=== Brano ===

■ ■ ■ ■

Ecologia & archeologia

Mai un caso. È qui, come in altre migliaia di esempi sparsi nella terra più archeologica del Mediterraneo, la Sardegna nuragica, che emerge l’intuizione che si fa studio, analisi, ricerca scientifica e applicata dove «L'ecologia incontra l'archeologia, tra servizi ecosistemici passati, presenti e futuri derivati dalla vegetazione della Sardegna nuragica dal 1700-580 a.C.» . In sintesi dove e perché i Sardi di quattromila anni fa si sono insediati, perché in quel versante, in quel tipo di vegetazione, con quale obiettivo economico e paesaggistico, con quale governo del territorio e dell’ambiente? Uno spaccato inedito con la sovrapposizione di oltre 5000 nuraghi su almeno 5 tipi di areali, con caratteristiche uniformi e distribuite in tutta l’Isola. Una mappa capace di leggere a ritroso le scelte “paesaggistiche” e urbanistico-ambientali dei sardi antichi, di interpretarne la “governance” con l’uomo che diventava regolatore di un equilibrio naturale ed economico del territorio. Insomma, un vero e proprio architetto della pianificazione ambientale, urbanistica ed economica del territorio, scegliendo gli areali dove mettere a frutto l’ambiente, radicandosi laddove risorse naturali e paesaggistiche consentivano di modellare la Sardegna ad immagine e somiglianza delle ambizioni del proprio popolo.

British Ecological Society

La ricerca, firmata da autori sardi e stranieri, è da qualche giorno nella home page della più importante accademia ecologica del mondo, la British Ecological Society, certificata da un guru mondiale dello studio climatico ambientale come Charles Watkins. Lo studio è molto più di una lezione moderna di urbanistica e governo del territorio. Ne emerge uno spaccato storico talmente innovativo da segnare un nuovo orizzonte per l’analisi dell’imponente lascito identitario, culturale e ambientale della civiltà nuragica. Lo dicono gli stessi scienziati che hanno firmato lo studio: «Incorporare l'archeologia nel quadro dei servizi ecosistemici può offrire ai decisori lezioni dal passato e una più ampia prospettiva di sostenibilità» . Come dire, per disegnare il futuro della Sardegna bisognerebbe prendere esempio dalla storia del suo antico popolo. Uno studio reso possibile dall’immensità del patrimonio archeologico unico in un'area ad alto valore di biodiversità, rendendo sovrapponibile l’analisi dei luoghi di insediamento nuragico rispetto alle peculiarità della variegata natura dell’Isola. Lo studio ha incrociato la mappa delle «Vegetation Series» , le tipologie di ambiente, natura e paesaggio, con la posizione dei nuraghi, consentendo agli studiosi di acquisire una prospettiva a lungo termine sulle interazioni tra i nuragici e la vegetazione come fornitore di ecosistemi. Un’analisi in grado di far comprendere il passato e il presente, e potenzialmente informare le pratiche future per il governo territoriale della regione. In pratica i sardi antichi, da quel che emerge dallo studio, sono stati capaci di interpretare gli “usi possibili” dell’ambiente e adattarli alle esigenze di crescita e sviluppo. Dall’approfondita analisi emerge la dinamicità del patrimonio ambientale, quasi plasmato, sino a renderlo paesaggio agro-silvopastorale, com’è, per molti versi, arrivato ai giorni nostri.

■ ■ ■ ■

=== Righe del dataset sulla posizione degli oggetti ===

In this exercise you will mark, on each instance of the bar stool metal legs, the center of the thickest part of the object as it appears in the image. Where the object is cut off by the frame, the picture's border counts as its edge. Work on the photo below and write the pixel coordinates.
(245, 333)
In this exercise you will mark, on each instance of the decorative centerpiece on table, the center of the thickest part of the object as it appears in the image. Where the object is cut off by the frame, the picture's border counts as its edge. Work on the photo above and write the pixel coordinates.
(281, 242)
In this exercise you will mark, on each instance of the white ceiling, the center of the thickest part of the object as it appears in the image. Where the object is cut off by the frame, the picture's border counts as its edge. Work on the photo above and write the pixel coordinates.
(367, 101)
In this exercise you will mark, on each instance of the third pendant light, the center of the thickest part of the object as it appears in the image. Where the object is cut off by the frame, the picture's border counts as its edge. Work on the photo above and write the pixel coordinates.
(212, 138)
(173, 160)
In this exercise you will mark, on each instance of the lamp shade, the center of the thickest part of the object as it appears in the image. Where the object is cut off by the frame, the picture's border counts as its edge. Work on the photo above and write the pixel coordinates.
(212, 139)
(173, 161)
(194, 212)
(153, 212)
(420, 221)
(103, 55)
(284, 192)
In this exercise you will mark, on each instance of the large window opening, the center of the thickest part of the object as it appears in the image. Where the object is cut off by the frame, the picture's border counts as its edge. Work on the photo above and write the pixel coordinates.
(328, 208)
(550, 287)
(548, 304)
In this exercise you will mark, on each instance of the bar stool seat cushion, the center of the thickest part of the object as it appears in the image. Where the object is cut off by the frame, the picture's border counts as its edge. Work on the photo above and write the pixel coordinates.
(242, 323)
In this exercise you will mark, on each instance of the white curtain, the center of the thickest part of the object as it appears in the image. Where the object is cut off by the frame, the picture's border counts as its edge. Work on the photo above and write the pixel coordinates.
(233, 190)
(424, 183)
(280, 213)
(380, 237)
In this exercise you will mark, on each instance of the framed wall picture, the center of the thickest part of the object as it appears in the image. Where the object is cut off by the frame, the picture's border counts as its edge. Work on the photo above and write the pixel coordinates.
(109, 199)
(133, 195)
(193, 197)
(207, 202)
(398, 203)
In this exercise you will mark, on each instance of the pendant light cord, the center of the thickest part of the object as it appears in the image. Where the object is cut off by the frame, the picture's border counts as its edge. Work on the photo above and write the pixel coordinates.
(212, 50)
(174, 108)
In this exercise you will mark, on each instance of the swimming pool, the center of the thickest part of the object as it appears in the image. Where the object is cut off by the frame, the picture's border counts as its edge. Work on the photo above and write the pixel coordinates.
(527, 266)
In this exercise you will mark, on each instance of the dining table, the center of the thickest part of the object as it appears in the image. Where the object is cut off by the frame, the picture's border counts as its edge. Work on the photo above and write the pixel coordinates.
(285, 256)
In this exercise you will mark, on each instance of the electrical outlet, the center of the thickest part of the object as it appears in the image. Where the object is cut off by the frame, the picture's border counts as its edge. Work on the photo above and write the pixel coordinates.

■ ■ ■ ■

=== I tuoi compiti ===
1. Riporta tutte le espressioni che nel brano sulla Sardegna nuragica compaiono tra virgolette basse « ».
2. Prosegui il brano sulla Sardegna nuragica partendo dalla sua ultima frase.

=== Risultati attesi ===
1.
- L'ecologia incontra l'archeologia, tra servizi ecosistemici passati, presenti e futuri derivati dalla vegetazione della Sardegna nuragica dal 1700-580 a.C.
- Incorporare l'archeologia nel quadro dei servizi ecosistemici può offrire ai decisori lezioni dal passato e una più ampia prospettiva di sostenibilità
- Vegetation Series

2.
Suolo e nuraghi

I risultati sono dirimenti: «Gli ecosistemi di derivazione vegetale rappresentarono un volano nelle strategie di occupazione del suolo delle genti nuragiche, che preferirono, per i loro insediamenti, la sughera mesofila e secondarie, che, con condizioni climatiche fresche su substrati fertili e dolci pendii su rocce magmatiche effusive, fornivano terreni per il pascolo e l'agricoltura». L’osmosi che emerge dall’analisi è uno scambio reciproco tra uomo e ambiente: «le strategie nuragiche di occupazione del suolo hanno modellato le «Vegetation Series», trasformando il paesaggio in sistemi agro-silvo-pastorali» . Scrivono i ricercatori: « I nostri risultati suggeriscono che l'origine degli attuali paesaggi agro-silvo-pastorali in Sardegna potrebbe essere fatta risalire alla civiltà nuragica. L'interazione tra uomo e vegetazione in Sardegna è antica, reciproca e dinamica».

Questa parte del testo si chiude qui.